■ Source passage
*-*-*

The field organization of the Forest Service consists of regions, stations, and areas as described below:
(a) Regions of the National Forest System. For the purpose of managing the lands administered by the Forest Service, the United States is divided into nine geographic regions of the National Forest System. Each region has a headquarters office and is supervised by a Regional Forester who is responsible to the Chief for the activities assigned to that region. Within each region are located national forests and other lands of the Forest Service.
(1) National Forests. Each Forest has a headquarters office and is supervised by a Forest Supervisor who is responsible to the Regional Forester. Two or more proclaimed or designated National Forests, or all of the Forests in a State, may be combined into one Forest Service Administrative Unit headed by one Forest Supervisor. Each Forest is divided into Ranger Districts. The Alaska Region is composed of two National Forests without Ranger Districts; with one Forest divided into three areas, each administered by a Forest Supervisor.

*-*-*

Coordinate labeling data:
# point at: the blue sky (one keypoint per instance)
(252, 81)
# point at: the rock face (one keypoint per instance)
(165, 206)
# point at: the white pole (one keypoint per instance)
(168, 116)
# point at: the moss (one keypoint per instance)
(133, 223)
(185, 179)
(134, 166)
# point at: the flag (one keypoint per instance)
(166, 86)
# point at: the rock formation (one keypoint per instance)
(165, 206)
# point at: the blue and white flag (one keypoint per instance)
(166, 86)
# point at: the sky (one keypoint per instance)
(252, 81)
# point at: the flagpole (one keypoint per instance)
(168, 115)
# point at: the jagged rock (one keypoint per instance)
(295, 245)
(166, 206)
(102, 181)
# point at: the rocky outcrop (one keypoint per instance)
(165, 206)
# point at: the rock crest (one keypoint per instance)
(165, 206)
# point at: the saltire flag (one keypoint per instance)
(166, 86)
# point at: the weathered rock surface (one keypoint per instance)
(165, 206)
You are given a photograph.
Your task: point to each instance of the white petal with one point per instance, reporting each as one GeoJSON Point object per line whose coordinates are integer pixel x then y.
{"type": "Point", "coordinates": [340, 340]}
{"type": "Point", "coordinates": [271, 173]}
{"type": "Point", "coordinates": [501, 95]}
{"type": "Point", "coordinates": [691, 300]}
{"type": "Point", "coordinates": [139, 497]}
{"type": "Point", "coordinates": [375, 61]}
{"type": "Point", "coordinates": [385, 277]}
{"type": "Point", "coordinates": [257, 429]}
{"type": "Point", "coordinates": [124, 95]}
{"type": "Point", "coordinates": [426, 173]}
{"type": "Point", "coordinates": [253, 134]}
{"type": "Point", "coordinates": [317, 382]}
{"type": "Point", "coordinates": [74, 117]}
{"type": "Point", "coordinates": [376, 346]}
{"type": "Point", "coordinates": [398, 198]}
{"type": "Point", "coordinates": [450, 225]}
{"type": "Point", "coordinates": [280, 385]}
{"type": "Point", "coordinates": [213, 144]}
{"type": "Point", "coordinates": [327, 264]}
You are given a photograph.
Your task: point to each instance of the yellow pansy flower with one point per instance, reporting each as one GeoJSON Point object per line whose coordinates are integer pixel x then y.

*-*-*

■ What is asked
1. Put the lines of the listing into a JSON list of strings, one string per line and no blank lines. Begin at the line that has "# point at: the saltire" and stop after the last line of the listing.
2. Continue the passage on the Forest Service's field organization from where it ends.

■ Answers per task
1.
[
  "# point at: the saltire flag (one keypoint per instance)",
  "(166, 86)",
  "# point at: the weathered rock surface (one keypoint per instance)",
  "(165, 206)",
  "You are given a photograph.",
  "Your task: point to each instance of the white petal with one point per instance, reporting each as one GeoJSON Point object per line whose coordinates are integer pixel x then y.",
  "{\"type\": \"Point\", \"coordinates\": [340, 340]}",
  "{\"type\": \"Point\", \"coordinates\": [271, 173]}",
  "{\"type\": \"Point\", \"coordinates\": [501, 95]}",
  "{\"type\": \"Point\", \"coordinates\": [691, 300]}",
  "{\"type\": \"Point\", \"coordinates\": [139, 497]}",
  "{\"type\": \"Point\", \"coordinates\": [375, 61]}",
  "{\"type\": \"Point\", \"coordinates\": [385, 277]}",
  "{\"type\": \"Point\", \"coordinates\": [257, 429]}",
  "{\"type\": \"Point\", \"coordinates\": [124, 95]}",
  "{\"type\": \"Point\", \"coordinates\": [426, 173]}",
  "{\"type\": \"Point\", \"coordinates\": [253, 134]}",
  "{\"type\": \"Point\", \"coordinates\": [317, 382]}",
  "{\"type\": \"Point\", \"coordinates\": [74, 117]}",
  "{\"type\": \"Point\", \"coordinates\": [376, 346]}",
  "{\"type\": \"Point\", \"coordinates\": [398, 198]}",
  "{\"type\": \"Point\", \"coordinates\": [450, 225]}",
  "{\"type\": \"Point\", \"coordinates\": [280, 385]}",
  "{\"type\": \"Point\", \"coordinates\": [213, 144]}",
  "{\"type\": \"Point\", \"coordinates\": [327, 264]}",
  "You are given a photograph.",
  "Your task: point to each instance of the yellow pansy flower with one point per instance, reporting each as one GeoJSON Point object per line whose coordinates are integer pixel x then y."
]

2.
(2) Ranger districts. Each district may include a portion of a national forest, a national grassland or portion thereof, a national recreation area, a wilderness or primitive area, and other lands administered by the Forest Service. Each district has a headquarters office and is supervised by a District Ranger (or Area Ranger in some cases) who is responsible to the Forest Supervisor.
(b) Forest and rangeland research coordination. The field research program is coordinated by six research stations, the national Forest Products Laboratory, and the International Institute of Tropical Forestry. Each has a headquarters office and a Director who is responsible to the Chief for all research activities within a geographical area of the United States or its territories. Scientists are based at Research Work Units with laboratories located in 36 lower States, Hawaii, Alaska, and Puerto Rico. Scientists primarily conduct their work within a given geographical area, but due to the integrated and cooperative nature of the research program, they make work nationwide and internationally.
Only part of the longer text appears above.